### Document section

Start of Block

Two symptoms that indicate the firm’s inability to make pro rata distribution of wealth generated are:
- diversion of claims of the corporation
- diversion of the assets and opportunities belonging to the firm by the managers.
These seven symptoms go in to show how the economy of a country suffers due to the bad corporate governance in firms. Thus, in their study of the state of corporate governance in Russian enterprises, Professors Fox and Heller have made an analysis of economic functions of a firm and the various ways in which poor corporate governance in companies can inflict damages to the economy of the country. For economically less developed countries like India the analysis of Professors Fox and Heller seems to be an eye opening one.
Does the company secretary fit in to the economic efficiency theories?
From the above discussion on the point raised by Professors Fox and Heller, it is easy to link that the company secretary can make a difference. Non-pro rata distribution of wealth generated by firms to the shareholders resulting from diversion of claims of the company by the managers from rightful claimants can definitely be put to check by the presence of a company secretary in the organisation. A company secretary can ensure that managers do not divert claims of the company by refusing to give effect to share purchases by outsiders, or by refusing to accept board directors lawfully elected by such shareholders, or by issuing shares to insiders against inadequate consideration and so on. It is the job of the company secretary to ensure that such malpractices do not occur, and he is the compliance officer of the company charged with ensuring proper compliance with all legal requirements. These fall within the purview of his day to day activities. The company secretary can therefore be instrumental in effecting pro rata distribution of residuals generated by a firm and thereby make his contribution towards the economy. Similarly, the company secretary may also be instrumental in ensuring that the company has a long lasting relation with all its stakeholders and thereby increase the sustainability of the organisation for greater economic benefit.

End of Block

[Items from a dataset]
Start of Block

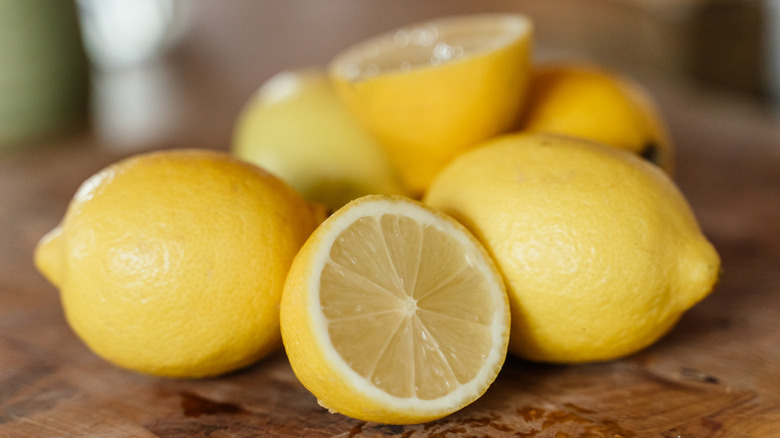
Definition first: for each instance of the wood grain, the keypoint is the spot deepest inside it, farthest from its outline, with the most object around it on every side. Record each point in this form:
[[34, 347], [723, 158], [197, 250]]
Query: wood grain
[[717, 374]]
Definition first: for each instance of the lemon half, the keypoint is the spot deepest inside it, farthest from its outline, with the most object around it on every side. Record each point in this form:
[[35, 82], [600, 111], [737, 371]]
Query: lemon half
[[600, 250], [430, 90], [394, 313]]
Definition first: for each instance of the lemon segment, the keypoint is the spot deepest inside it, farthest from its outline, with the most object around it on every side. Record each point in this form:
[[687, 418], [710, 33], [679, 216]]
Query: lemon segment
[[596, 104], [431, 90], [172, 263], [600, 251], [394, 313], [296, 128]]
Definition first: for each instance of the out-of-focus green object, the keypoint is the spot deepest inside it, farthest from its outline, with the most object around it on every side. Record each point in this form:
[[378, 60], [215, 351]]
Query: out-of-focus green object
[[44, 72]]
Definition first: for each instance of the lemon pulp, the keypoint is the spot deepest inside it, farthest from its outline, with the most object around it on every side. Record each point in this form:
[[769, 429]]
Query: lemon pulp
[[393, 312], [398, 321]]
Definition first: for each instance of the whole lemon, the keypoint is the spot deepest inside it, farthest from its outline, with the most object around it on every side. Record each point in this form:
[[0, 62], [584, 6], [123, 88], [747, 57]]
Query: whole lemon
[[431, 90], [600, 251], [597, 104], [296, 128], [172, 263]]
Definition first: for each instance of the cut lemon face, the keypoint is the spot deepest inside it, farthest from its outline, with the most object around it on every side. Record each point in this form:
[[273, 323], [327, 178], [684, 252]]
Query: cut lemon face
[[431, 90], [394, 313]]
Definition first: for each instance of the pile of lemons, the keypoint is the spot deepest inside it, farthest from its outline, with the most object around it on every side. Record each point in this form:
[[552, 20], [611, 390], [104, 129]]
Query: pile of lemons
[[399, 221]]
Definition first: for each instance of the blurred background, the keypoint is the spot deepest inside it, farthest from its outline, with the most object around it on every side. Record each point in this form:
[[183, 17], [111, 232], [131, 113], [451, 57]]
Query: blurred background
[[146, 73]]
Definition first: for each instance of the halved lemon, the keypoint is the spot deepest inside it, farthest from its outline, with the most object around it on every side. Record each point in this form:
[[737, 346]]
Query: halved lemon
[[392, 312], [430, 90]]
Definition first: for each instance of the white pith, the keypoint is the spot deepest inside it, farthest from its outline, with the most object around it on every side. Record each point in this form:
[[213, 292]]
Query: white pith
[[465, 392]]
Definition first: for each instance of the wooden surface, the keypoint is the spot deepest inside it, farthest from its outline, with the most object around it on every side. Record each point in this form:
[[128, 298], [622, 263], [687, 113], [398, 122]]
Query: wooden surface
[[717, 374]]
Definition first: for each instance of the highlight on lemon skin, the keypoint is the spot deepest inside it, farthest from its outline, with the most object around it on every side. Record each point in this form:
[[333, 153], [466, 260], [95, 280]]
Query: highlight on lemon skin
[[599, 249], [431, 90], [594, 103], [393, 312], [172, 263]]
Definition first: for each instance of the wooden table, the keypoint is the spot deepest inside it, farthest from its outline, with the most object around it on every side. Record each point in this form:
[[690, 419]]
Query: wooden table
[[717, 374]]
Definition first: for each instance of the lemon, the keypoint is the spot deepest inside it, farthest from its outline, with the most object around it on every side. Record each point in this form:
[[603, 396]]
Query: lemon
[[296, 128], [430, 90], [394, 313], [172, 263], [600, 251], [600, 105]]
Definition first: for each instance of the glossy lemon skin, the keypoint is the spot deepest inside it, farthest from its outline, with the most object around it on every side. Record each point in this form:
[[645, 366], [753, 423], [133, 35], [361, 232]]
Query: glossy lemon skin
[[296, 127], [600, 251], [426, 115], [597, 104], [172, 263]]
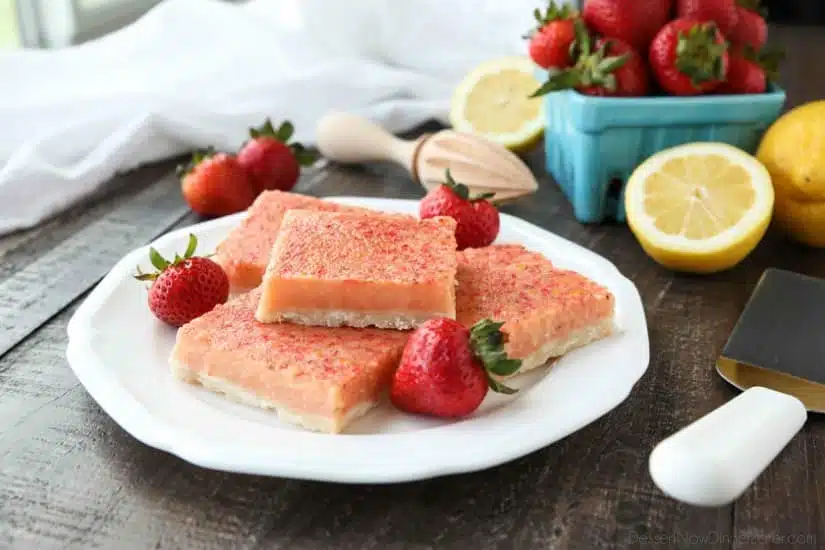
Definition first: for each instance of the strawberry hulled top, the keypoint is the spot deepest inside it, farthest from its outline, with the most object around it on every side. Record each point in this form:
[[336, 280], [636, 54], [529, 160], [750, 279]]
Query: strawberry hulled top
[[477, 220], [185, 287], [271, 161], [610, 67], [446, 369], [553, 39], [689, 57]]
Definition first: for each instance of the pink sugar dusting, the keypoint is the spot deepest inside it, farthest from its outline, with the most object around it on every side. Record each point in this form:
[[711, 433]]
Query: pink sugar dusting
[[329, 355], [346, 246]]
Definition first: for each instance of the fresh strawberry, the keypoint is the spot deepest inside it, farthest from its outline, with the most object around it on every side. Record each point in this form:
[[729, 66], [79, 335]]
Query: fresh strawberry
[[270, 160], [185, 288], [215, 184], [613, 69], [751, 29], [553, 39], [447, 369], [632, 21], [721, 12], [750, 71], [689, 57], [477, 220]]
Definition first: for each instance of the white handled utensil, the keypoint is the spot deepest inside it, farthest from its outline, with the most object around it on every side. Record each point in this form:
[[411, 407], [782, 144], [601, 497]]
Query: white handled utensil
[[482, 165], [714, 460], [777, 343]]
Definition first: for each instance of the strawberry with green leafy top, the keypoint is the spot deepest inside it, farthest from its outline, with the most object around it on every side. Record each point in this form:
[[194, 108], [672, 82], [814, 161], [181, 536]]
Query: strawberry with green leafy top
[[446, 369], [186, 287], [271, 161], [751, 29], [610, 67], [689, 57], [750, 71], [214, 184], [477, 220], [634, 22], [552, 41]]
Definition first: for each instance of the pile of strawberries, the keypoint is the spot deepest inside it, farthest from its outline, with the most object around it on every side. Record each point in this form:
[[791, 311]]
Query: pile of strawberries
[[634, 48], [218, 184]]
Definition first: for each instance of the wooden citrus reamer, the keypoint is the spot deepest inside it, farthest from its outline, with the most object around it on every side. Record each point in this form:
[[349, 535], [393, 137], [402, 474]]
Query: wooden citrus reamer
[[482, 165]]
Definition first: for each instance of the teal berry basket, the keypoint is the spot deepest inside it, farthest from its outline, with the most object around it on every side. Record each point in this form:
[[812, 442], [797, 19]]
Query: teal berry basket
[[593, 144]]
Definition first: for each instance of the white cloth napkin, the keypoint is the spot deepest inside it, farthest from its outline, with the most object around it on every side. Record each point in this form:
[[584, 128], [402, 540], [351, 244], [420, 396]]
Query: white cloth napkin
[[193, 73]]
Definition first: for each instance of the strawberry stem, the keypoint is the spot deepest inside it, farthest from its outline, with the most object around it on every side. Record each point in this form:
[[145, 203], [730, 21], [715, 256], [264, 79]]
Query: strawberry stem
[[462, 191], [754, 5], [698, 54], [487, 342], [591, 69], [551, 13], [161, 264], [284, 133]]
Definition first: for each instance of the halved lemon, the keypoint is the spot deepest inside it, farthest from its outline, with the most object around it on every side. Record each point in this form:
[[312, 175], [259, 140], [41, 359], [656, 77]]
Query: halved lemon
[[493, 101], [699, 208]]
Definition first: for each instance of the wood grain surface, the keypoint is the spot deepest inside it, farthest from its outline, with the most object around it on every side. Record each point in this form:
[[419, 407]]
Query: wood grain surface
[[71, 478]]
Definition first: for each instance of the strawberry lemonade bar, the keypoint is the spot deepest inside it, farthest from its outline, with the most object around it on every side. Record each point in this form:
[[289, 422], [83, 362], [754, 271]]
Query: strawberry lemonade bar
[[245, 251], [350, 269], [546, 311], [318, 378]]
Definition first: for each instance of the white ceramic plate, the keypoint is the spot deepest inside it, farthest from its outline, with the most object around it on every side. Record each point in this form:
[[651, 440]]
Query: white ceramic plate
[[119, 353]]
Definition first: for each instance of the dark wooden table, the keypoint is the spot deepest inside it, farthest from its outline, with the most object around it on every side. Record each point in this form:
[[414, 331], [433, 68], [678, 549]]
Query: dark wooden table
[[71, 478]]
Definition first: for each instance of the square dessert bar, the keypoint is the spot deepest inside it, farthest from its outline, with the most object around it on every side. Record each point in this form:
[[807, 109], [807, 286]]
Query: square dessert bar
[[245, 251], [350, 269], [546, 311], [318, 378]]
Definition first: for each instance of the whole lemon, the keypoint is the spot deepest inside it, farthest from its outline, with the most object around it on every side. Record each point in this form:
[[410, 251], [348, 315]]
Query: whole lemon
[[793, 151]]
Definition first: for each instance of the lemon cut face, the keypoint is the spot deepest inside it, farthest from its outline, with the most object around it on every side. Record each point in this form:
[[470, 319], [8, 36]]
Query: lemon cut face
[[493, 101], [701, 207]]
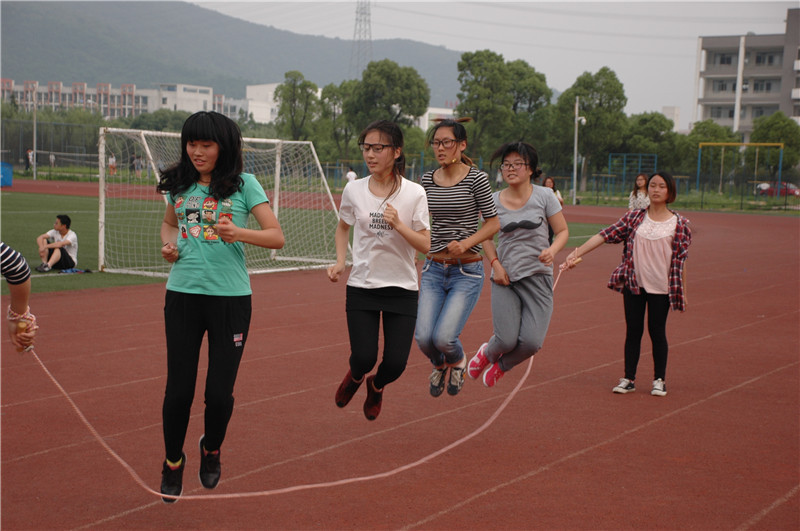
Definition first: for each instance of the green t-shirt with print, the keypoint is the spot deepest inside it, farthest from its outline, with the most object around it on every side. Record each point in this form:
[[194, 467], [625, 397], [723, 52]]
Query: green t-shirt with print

End of Block

### What this exercise asks
A. In the passage on the company secretary, who studied corporate governance in Russian enterprises?
B. Print the passage on the company secretary from "These seven symptoms" to "economic efficiency theories?".
You won't need the entries for any of this.

### Solutions to the exercise
A. Professors Fox and Heller

B.
These seven symptoms go in to show how the economy of a country suffers due to the bad corporate governance in firms. Thus, in their study of the state of corporate governance in Russian enterprises, Professors Fox and Heller have made an analysis of economic functions of a firm and the various ways in which poor corporate governance in companies can inflict damages to the economy of the country. For economically less developed countries like India the analysis of Professors Fox and Heller seems to be an eye opening one.
Does the company secretary fit in to the economic efficiency theories?